### 任务目标
请把下面全部记录逐行转换成 Markdown 表格，跳过空行，两列分别命名为"序号"和"内容"，答案中不要包含图片。

### 数据内容
# # #

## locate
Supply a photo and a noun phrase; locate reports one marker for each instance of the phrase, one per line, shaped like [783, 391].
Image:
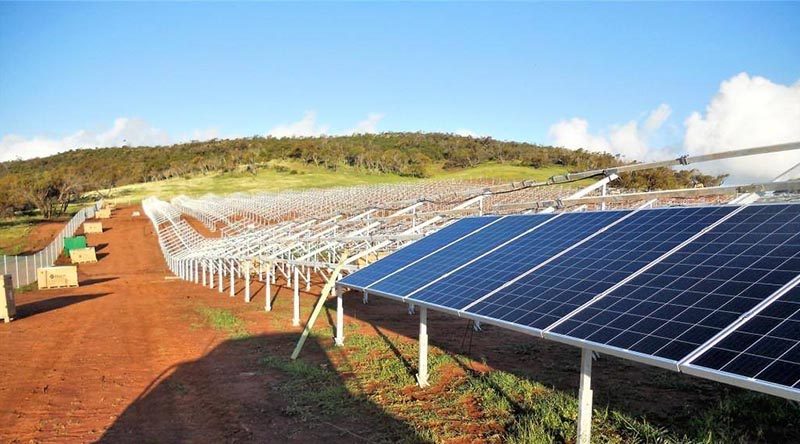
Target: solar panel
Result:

# # #

### 练习作答
| 序号 | 内容 |
|---|---|
| 1 | ## locate |
| 2 | Supply a photo and a noun phrase; locate reports one marker for each instance of the phrase, one per line, shaped like [783, 391]. |
| 3 | Image: |
| 4 | Target: solar panel |
| 5 | Result: |